Shijie Yao

Regex

Chinese \u4E00-\u9FA5

======================================================================================

Python

useful pages

FlashText: alternative of regexp

useful packages

tqdm for progress bar
pyahocorasick for efficient string matching

tips

set instance pointer
- a = b = set() a and b point to the same object! so they change with each other
random.shuffle(list()) in-place, so shouldn’t print the NoneType object, instead, should print the original list
removing items while looping lists: the list is being modified, pay attention to the realtime count of elements in the list
- better to use list comprehension: l = [n for n in l if n != 1] to remove elements unequal to 1
changing the starting index of enumerate: enumerate(something, 1) will start indexing from 1
tuple/list comparison: tuples and lists are compared lexicographically.
- e.g. (1, 2) < (2, 1) == True # as the first tuple comes before the second one
- e.g. [2, 3] < [1, 8] == False
string split
- str.split(sep, maxsplit)and str.rsplit(seq, maxsplit)
- e.g. 'a,b,c'.split(',', 1) -> ['a', 'b,c'] vs 'a,b,c'.rsplit(',', 1) -> ['a,b', 'c'], r means reverse, so splitting from the end of the string
paths
- diff between sys.path.append(os.path.abspath('path') and os.chdir('path')
- when os.chdiring inside a func? what would happen to the current directory if that func being called?
any()
- True if at least one element of an iterable is True
- False if all elements are false or if an iterable is empty
sys.argv
- if multiple consecutive arguments all of the same type, can use sys.argv[n:]
check if file or dir exists
- a very object-oriented approach
print to stdout or file if file specified
- print(out, file=fout)

——————————

• **Exercise aim**
Copy the Python notes word for word from "- e.g. 'a,b,c'.split(',', 1)" to "func being called?". The entries that follow have nothing to do with the Python notes.

——————————

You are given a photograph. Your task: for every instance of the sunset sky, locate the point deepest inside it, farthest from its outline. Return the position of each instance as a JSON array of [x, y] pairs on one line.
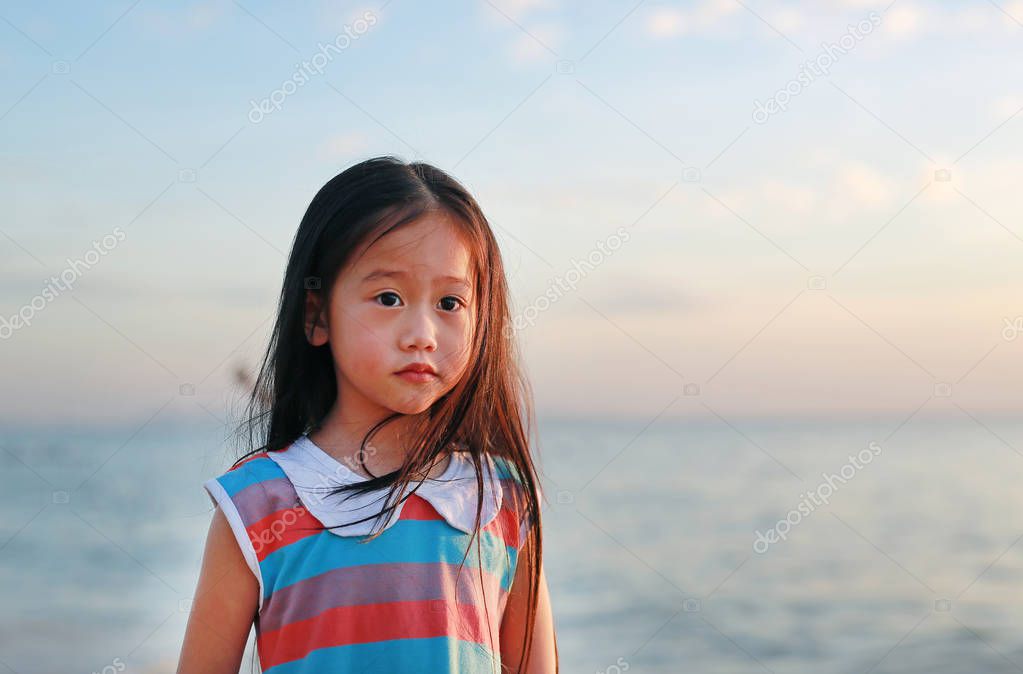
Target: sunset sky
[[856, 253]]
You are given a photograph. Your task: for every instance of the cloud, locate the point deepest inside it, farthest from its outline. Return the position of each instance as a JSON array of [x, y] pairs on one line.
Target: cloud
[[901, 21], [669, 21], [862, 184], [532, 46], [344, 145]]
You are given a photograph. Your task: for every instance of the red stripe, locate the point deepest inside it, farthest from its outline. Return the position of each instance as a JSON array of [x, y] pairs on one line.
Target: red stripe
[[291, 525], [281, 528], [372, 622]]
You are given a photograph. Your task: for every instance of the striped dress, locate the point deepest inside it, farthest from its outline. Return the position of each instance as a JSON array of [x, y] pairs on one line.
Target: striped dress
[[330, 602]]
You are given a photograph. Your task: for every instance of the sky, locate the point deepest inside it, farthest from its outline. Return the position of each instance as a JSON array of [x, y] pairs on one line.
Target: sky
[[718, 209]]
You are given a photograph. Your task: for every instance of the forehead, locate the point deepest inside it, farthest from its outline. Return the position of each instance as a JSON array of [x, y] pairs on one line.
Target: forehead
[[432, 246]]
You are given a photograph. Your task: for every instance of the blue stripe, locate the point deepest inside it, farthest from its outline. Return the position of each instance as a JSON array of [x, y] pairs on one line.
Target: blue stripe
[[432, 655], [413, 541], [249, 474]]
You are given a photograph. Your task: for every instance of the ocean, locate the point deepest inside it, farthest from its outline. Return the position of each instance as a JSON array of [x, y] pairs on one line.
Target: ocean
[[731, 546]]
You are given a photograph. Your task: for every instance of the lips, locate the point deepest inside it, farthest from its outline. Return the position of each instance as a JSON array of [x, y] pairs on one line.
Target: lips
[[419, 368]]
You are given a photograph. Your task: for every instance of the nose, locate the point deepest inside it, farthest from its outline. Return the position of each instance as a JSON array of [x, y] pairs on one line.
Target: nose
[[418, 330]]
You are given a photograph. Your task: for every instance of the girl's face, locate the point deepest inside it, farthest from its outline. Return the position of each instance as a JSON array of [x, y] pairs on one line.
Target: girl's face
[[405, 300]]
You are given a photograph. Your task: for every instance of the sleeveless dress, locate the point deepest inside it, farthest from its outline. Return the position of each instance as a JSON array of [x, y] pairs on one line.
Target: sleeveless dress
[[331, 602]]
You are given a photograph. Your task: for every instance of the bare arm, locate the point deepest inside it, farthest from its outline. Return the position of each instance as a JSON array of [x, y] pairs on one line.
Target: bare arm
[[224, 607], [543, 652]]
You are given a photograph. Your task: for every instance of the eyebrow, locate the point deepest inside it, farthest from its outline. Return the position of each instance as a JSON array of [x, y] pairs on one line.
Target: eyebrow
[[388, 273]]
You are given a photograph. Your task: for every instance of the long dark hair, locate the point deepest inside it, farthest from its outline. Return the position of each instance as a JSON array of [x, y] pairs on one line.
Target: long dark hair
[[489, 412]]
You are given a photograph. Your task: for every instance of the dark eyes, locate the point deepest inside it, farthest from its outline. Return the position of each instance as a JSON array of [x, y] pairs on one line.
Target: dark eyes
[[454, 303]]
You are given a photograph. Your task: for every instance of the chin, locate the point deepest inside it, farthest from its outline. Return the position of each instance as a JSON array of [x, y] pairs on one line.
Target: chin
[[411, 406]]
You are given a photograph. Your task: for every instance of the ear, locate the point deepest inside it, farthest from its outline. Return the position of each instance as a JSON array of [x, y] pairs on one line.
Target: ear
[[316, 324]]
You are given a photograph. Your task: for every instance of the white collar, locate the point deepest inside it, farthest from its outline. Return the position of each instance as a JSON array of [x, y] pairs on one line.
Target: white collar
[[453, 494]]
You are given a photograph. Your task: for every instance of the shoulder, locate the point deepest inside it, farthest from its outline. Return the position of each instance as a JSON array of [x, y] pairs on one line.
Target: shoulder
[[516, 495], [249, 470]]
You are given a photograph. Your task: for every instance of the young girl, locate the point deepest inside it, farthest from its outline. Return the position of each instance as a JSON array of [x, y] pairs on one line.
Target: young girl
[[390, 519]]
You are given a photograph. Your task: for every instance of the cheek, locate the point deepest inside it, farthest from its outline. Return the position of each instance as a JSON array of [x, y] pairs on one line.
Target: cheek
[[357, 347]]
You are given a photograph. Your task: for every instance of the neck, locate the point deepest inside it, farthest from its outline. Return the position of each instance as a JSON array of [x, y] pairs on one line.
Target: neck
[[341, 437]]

——————————

• **Expected output**
- e.g. 'a,b,c'.split(',', 1) -> ['a', 'b,c'] vs 'a,b,c'.rsplit(',', 1) -> ['a,b', 'c'], r means reverse, so splitting from the end of the string
paths
- diff between sys.path.append(os.path.abspath('path') and os.chdir('path')
- when os.chdiring inside a func? what would happen to the current directory if that func being called?